**The exercise:** Only the lines from the one containing "Target: yellow reflective vest" through the last line below should be written out, exactly and with both ends kept.

**Stored rows:**

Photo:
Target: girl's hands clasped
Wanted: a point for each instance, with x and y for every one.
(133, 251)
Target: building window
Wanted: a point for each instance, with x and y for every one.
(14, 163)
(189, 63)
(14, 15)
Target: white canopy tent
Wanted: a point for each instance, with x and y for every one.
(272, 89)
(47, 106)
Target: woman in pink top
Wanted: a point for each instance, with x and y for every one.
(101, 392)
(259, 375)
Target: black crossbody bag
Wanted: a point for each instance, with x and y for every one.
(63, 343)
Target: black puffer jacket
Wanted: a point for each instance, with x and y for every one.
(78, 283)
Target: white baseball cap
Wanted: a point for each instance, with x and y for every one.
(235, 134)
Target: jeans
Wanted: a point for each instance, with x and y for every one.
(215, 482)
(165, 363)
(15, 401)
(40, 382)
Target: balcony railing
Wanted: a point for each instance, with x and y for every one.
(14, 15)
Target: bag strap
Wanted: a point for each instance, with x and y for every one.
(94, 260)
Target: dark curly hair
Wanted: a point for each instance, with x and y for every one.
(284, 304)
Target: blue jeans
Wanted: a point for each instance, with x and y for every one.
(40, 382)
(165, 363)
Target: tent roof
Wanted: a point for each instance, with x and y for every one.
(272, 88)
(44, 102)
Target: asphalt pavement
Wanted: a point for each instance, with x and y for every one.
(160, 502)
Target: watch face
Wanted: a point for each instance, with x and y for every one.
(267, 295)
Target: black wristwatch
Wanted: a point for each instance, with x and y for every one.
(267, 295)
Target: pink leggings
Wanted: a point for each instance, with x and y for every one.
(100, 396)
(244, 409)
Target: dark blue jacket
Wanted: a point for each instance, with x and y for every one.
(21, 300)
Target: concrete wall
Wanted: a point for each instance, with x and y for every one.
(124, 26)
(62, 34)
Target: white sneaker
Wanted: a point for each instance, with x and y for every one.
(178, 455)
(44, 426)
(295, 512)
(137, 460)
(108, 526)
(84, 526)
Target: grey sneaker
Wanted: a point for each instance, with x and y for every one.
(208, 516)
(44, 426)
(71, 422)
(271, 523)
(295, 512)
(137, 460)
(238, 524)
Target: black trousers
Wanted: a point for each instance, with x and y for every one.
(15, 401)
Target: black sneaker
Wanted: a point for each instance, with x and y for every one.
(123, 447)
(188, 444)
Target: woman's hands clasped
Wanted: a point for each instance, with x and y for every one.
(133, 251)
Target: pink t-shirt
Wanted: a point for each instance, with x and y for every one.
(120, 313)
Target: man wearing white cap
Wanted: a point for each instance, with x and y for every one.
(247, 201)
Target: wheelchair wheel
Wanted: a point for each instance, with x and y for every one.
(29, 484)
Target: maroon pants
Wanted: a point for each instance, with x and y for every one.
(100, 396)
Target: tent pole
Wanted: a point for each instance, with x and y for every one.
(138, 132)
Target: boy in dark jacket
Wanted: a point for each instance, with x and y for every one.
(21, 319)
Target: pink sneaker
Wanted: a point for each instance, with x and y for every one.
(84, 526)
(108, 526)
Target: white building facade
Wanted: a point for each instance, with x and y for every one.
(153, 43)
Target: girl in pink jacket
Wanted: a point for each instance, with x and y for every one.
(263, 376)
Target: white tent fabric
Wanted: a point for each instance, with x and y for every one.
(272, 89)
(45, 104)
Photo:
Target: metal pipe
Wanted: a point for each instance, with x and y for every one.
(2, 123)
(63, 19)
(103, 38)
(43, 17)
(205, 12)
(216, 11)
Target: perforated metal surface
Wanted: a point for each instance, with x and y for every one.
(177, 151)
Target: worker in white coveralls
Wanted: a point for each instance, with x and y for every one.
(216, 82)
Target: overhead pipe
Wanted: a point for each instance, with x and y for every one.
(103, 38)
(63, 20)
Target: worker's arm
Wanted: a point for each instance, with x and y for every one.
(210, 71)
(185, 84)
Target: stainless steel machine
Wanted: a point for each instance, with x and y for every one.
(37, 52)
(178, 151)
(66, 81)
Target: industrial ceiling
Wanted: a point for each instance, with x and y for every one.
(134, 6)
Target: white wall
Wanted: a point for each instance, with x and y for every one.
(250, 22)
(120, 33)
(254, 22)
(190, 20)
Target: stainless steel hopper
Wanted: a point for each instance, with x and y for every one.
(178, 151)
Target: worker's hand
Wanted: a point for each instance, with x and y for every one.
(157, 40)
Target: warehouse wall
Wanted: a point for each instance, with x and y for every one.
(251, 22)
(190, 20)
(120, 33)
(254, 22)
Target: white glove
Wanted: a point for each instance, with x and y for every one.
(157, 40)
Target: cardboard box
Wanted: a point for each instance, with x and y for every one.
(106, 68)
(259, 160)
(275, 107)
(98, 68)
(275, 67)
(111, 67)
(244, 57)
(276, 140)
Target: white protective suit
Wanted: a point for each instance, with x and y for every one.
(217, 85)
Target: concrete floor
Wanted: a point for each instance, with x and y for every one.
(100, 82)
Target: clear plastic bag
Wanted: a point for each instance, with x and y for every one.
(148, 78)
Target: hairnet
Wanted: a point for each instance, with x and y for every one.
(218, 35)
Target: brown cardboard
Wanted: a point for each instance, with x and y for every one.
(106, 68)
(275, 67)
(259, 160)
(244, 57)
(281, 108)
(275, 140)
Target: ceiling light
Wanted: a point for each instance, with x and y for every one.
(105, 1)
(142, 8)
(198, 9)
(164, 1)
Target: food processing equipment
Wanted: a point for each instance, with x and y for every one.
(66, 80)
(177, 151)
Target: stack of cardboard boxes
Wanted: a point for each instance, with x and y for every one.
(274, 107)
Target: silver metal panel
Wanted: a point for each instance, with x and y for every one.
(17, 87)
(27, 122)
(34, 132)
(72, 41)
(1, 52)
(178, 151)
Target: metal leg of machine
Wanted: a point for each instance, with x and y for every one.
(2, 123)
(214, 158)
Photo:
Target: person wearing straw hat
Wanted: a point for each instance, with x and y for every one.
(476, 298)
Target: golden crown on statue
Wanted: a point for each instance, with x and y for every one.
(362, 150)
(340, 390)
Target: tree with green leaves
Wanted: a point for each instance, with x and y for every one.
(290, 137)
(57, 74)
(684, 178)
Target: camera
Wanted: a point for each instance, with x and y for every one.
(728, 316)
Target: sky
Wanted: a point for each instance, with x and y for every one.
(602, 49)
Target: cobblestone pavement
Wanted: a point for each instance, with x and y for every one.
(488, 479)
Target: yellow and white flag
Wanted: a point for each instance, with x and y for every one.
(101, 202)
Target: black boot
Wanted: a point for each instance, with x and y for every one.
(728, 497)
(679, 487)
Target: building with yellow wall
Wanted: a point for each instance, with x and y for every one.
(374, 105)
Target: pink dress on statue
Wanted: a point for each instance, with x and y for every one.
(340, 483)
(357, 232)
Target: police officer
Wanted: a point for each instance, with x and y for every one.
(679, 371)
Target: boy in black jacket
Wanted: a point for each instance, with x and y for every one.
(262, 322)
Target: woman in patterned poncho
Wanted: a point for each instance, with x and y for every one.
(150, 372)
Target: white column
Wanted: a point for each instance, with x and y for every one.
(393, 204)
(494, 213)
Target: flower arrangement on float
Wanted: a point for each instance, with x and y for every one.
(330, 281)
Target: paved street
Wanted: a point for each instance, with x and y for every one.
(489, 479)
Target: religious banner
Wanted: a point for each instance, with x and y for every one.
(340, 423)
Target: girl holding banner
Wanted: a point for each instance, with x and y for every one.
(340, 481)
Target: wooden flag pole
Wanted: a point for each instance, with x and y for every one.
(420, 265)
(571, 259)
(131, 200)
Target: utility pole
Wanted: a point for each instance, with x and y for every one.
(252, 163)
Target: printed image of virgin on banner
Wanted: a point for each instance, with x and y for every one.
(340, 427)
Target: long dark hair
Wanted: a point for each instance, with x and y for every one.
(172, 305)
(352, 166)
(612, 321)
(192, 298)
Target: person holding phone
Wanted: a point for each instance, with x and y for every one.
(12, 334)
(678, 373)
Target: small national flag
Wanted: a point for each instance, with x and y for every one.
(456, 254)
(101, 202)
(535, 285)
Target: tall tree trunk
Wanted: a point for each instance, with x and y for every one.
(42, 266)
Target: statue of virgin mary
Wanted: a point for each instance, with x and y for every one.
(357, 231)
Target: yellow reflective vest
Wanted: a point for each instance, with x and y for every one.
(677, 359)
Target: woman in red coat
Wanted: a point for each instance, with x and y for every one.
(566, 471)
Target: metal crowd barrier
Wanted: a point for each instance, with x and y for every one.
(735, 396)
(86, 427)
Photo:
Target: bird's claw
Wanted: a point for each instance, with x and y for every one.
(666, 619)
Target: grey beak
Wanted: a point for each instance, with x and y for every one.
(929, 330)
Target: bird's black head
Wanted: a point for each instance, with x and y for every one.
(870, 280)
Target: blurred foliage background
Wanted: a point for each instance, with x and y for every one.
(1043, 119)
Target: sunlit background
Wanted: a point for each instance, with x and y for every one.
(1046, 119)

**Exercise solution:**
Target: yellow reflective vest
Wanted: a point for each instance, with x and y for every one.
(677, 359)
Target: woman in red coat
Wanted: a point for each instance, with x and y for every one.
(566, 471)
Target: metal crowd barrier
Wanted: a point for each instance, with x and y for every one.
(735, 396)
(86, 427)
Photo:
Target: bird's claw
Wanted: a point for each instance, with x and y for every one.
(666, 619)
Target: grey beak
Wanted: a point for each instance, with x and y for every one.
(929, 330)
Target: bird's black head
Wanted: a point for each instance, with x and y for every one.
(870, 280)
Target: blurred foliage background
Wanted: a point for each instance, with x and y for every one.
(1043, 119)
Target: sunlit background
Wanted: a point for each instance, with x and y for every one.
(1046, 119)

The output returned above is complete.